■ DIRECTIVE:
Transcribe the text block starting with "Tiger Team is not" and going on through "call: (510) 540-6565.".

■ TEXT BLOCK:
++++++++

This year, for its most ambitious project to date, the ACIP contracted with the St. Petersburg Branch of Oriental Studies of the Russian Academy of Sciences to co-produce a catalogue of Tibetan classical literature. Because of the massive destruction of the libraries of Tibet, it is believed that this collection is the largest in the world, with fifty to seventy thousand separate works, which until now have remained uncatalogued and unavailable to international researchers. For more information, fax or call: (301) 948-5569.

 

Buddhist computer enthusiasts are getting wired with Tiger Team BBS. Based in Berkeley, California, Tiger Team operates a not-for-profit computer bulletin board for the Bay Area Buddhist community and lists local as well as international events and conferences. The bulletin board also provides a forum for discussions of Buddhist philosophy and practice; an opportunity to “talk” with Buddhist monks, priests, and academic experts; and access to a library of Buddhist papers, journals, and texts, as well as to Asian language tutorials and word processing programs. They also operate an electronic gallery that features traditional and contemporary Buddhist-inspired art from America and abroad.

Tiger Team is not alone. There are actually four Buddhist-related bulletin boards—Buddhism, Buddha-L, Tibet-L, and Zendo—in operation, all of which are accessible through Tiger Team. A free service, Tiger Team is only a phone call away for anyone with a computer and a modem. For more information call: (510) 540-6565.

++++++++

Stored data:
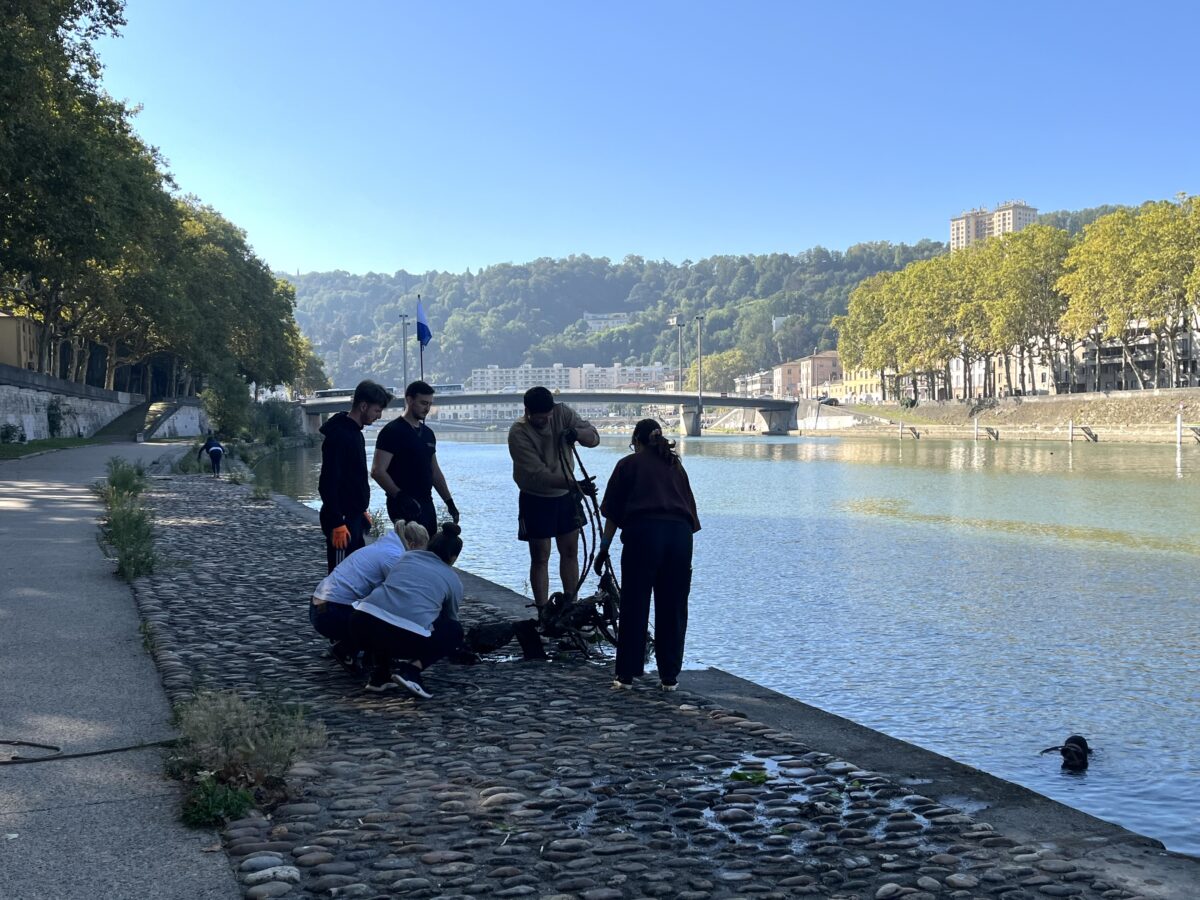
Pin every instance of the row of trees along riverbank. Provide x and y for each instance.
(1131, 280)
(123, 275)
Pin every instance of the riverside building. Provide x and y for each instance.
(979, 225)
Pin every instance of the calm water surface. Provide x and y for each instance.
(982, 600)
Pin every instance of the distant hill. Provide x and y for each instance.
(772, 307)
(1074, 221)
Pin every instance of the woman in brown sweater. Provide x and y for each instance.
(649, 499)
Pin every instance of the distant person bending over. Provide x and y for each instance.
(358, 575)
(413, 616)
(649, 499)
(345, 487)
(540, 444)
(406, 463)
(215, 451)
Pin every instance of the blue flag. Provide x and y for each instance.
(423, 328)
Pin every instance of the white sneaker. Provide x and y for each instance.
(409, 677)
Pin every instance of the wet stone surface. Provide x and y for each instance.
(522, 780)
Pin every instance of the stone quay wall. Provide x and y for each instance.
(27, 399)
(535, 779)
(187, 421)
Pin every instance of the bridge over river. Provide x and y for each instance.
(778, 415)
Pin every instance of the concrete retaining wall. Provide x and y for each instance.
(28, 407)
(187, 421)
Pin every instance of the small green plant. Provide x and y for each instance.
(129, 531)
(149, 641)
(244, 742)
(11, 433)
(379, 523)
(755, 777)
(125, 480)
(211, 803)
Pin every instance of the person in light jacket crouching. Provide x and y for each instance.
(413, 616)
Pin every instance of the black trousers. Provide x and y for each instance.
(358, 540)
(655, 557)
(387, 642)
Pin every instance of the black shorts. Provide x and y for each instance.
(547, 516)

++++++++

■ EXERCISE OUTPUT:
Tiger Team is not alone. There are actually four Buddhist-related bulletin boards—Buddhism, Buddha-L, Tibet-L, and Zendo—in operation, all of which are accessible through Tiger Team. A free service, Tiger Team is only a phone call away for anyone with a computer and a modem. For more information call: (510) 540-6565.